▶ **EXERCISE DESCRIPTION**:
Using the records that appear below, write out exactly the lines from the one with "positive clicks: (21, 30)" through the one with "rough mask: <svg", keeping both end lines.

▶ **EXTRACTED INFORMATION**:
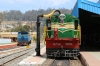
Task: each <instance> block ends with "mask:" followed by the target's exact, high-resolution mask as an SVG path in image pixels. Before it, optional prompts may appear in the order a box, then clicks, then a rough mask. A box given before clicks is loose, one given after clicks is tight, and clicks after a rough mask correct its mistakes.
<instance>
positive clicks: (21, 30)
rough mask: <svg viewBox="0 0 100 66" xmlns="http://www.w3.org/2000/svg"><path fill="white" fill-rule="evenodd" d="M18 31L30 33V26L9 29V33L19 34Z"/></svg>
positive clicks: (16, 27)
mask: <svg viewBox="0 0 100 66" xmlns="http://www.w3.org/2000/svg"><path fill="white" fill-rule="evenodd" d="M20 31H26V32H27V31H28V32H29V31H30V26H28V25H24V26H22V25H19V26H18V27H16V28H13V29H11V32H20Z"/></svg>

▶ **ANSWER TO THIS EXERCISE**:
positive clicks: (21, 30)
rough mask: <svg viewBox="0 0 100 66" xmlns="http://www.w3.org/2000/svg"><path fill="white" fill-rule="evenodd" d="M18 31L30 33V26L9 29V33L19 34Z"/></svg>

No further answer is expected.